=== What is expected ===
Copy out every line in the records below that contains the word "green". Case counts.

*** Data provided

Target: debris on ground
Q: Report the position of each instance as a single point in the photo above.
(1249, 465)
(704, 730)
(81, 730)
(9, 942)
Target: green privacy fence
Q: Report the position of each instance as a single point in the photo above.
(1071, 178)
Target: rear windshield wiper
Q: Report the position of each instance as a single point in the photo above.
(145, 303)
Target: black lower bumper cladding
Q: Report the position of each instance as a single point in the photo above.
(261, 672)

******
*** Data provided

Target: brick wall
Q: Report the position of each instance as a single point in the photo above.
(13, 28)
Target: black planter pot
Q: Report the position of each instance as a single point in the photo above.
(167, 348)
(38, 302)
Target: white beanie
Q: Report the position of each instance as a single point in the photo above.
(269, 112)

******
*** Data provided

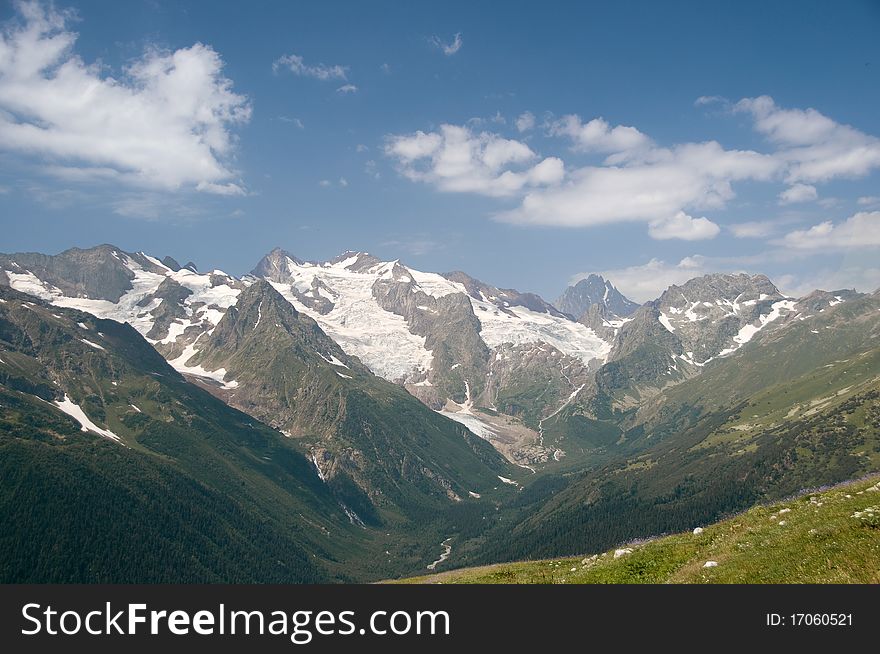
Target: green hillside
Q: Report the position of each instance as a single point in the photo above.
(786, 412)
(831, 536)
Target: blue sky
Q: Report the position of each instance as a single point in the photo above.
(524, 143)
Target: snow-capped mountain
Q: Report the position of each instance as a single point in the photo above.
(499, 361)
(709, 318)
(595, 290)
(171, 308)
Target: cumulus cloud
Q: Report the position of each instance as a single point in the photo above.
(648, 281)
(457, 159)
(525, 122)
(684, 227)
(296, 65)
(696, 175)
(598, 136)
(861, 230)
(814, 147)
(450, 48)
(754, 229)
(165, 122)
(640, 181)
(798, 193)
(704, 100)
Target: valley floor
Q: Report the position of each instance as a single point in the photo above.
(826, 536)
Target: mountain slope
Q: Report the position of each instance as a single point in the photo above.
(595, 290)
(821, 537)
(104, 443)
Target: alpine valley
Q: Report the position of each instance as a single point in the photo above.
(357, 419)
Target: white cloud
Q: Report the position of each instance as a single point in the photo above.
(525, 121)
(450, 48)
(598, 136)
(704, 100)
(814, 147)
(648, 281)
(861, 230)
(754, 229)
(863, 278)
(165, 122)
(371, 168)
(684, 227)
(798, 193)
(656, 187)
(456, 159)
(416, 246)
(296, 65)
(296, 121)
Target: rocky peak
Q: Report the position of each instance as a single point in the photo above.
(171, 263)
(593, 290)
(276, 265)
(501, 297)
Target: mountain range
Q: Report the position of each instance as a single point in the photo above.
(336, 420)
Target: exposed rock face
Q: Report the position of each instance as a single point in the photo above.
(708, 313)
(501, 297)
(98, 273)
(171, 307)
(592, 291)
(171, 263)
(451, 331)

******

=== Worked answer ===
Target: green privacy fence
Target: green hillside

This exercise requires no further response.